▸ **Problem to solve**:
Take the material below and output exactly the run of lines from the one containing "Could you please indicate the sky" down to the one containing "Could you please indicate the detached", with both included.

▸ **Supplied records**:
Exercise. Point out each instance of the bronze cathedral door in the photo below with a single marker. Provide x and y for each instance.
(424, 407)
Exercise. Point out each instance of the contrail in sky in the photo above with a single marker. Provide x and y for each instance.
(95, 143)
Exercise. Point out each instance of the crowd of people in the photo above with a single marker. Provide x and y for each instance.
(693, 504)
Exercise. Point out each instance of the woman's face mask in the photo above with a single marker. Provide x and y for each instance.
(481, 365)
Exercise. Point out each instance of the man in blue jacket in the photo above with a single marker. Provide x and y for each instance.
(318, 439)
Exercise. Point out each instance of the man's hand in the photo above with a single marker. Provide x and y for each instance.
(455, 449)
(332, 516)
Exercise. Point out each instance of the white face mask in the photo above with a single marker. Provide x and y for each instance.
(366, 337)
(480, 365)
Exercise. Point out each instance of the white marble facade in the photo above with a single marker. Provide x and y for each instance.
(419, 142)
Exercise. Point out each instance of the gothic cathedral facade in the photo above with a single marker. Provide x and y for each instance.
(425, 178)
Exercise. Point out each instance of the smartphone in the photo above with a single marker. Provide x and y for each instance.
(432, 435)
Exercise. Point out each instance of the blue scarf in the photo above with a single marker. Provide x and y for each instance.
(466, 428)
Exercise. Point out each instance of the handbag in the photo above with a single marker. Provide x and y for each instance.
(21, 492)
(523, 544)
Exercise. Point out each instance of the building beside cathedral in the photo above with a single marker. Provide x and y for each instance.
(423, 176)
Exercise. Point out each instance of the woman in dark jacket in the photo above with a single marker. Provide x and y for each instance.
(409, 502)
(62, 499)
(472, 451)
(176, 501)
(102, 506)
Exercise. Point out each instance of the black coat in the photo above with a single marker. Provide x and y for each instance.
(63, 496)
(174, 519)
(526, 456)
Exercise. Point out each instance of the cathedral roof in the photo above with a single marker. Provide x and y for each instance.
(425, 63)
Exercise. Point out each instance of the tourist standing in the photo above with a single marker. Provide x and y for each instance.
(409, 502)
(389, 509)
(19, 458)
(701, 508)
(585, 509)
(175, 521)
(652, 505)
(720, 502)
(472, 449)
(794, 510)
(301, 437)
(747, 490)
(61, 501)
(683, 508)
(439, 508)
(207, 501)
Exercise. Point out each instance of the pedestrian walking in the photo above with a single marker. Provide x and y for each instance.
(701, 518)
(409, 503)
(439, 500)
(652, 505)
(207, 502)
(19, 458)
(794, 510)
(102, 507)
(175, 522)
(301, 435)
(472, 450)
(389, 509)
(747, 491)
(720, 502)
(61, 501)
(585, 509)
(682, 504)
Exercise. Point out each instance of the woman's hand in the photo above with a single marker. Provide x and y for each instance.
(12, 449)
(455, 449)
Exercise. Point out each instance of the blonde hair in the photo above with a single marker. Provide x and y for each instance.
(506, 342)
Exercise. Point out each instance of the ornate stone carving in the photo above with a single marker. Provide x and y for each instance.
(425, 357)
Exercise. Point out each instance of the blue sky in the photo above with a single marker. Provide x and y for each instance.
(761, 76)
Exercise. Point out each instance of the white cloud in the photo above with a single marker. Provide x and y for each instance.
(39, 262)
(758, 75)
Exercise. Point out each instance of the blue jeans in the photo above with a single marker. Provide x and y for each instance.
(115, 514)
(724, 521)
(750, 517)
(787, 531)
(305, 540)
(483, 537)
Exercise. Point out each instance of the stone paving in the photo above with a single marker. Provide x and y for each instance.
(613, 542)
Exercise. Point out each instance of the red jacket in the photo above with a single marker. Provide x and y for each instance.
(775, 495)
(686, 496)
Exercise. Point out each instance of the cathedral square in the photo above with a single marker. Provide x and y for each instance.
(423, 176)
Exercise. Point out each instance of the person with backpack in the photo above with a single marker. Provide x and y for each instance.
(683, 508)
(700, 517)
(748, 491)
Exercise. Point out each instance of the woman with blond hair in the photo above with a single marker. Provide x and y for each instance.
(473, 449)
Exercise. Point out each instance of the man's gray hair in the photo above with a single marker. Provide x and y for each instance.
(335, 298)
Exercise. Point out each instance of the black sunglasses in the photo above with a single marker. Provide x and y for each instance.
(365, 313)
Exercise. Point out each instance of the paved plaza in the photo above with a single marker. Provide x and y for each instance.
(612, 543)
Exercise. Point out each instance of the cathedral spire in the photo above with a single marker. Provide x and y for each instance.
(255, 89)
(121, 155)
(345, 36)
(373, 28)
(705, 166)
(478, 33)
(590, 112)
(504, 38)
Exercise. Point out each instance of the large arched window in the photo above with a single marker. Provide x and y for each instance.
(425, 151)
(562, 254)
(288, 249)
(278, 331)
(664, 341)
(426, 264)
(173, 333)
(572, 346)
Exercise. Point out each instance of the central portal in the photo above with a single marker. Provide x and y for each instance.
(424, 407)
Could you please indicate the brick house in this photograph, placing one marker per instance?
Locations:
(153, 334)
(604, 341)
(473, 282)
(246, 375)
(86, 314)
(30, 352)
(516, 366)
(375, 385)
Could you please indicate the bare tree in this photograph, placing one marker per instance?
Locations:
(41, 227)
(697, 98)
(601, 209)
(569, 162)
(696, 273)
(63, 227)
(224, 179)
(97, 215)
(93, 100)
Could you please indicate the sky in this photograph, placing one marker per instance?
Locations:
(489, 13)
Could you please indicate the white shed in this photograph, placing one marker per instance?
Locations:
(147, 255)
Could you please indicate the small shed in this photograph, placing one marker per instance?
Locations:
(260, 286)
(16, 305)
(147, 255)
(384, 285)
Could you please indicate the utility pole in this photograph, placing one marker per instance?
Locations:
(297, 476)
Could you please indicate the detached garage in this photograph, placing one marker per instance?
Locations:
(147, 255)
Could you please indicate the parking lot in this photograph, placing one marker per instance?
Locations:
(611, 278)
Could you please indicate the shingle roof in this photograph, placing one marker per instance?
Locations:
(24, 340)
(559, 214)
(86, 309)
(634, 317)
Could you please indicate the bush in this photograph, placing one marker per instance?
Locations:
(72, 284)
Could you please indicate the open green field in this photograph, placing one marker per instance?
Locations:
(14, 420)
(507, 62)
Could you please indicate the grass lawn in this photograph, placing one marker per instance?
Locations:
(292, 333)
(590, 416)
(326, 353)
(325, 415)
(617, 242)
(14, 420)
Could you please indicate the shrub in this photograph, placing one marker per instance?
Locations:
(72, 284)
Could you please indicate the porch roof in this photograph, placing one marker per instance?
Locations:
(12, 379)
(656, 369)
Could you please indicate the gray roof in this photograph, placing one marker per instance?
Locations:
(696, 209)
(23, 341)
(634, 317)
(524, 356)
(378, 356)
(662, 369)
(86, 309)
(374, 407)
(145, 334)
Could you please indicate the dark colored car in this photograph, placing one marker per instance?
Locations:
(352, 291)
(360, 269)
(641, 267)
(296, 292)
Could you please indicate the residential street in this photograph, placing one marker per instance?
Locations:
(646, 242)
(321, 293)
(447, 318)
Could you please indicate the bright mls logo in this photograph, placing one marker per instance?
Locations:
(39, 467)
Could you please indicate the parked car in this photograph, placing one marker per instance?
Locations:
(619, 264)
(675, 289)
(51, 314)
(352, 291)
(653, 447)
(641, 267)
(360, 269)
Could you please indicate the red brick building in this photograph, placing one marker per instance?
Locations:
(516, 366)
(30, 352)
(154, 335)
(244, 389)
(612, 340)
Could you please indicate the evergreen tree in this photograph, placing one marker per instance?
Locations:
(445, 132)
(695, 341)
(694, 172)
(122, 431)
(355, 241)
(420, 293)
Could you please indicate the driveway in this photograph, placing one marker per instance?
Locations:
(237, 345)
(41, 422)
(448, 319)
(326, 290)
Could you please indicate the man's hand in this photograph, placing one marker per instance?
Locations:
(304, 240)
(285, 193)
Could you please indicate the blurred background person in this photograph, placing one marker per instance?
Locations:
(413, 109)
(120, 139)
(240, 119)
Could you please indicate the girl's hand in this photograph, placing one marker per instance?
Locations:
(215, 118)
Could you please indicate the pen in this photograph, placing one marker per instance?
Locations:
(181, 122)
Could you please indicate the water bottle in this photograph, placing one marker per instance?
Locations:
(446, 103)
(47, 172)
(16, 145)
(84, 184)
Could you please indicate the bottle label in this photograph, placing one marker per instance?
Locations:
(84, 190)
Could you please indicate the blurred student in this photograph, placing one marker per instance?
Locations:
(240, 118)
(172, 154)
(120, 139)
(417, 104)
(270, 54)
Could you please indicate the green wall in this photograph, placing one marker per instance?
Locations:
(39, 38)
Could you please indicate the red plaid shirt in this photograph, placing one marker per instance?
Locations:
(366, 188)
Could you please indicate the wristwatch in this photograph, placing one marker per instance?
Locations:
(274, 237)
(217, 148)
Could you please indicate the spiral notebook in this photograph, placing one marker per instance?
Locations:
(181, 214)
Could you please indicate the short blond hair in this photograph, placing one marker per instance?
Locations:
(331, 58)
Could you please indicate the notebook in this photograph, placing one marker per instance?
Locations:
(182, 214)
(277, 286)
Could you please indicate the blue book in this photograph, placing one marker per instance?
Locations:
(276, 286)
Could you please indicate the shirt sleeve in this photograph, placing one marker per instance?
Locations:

▸ **Result**:
Could you please indicate the sky in this photograph, placing one marker per instance?
Locations:
(489, 13)
Could you please indicate the white shed in this photograph, placing one marker per instance?
Locations:
(147, 255)
Could you please indicate the small shed in this photograph, placing one marker per instance?
Locations:
(260, 286)
(16, 305)
(147, 255)
(384, 285)
Could you please indicate the utility pole in this photograph, placing one marker per instance?
Locations:
(297, 476)
Could you please indicate the detached garage in this photograph, placing one marker per instance?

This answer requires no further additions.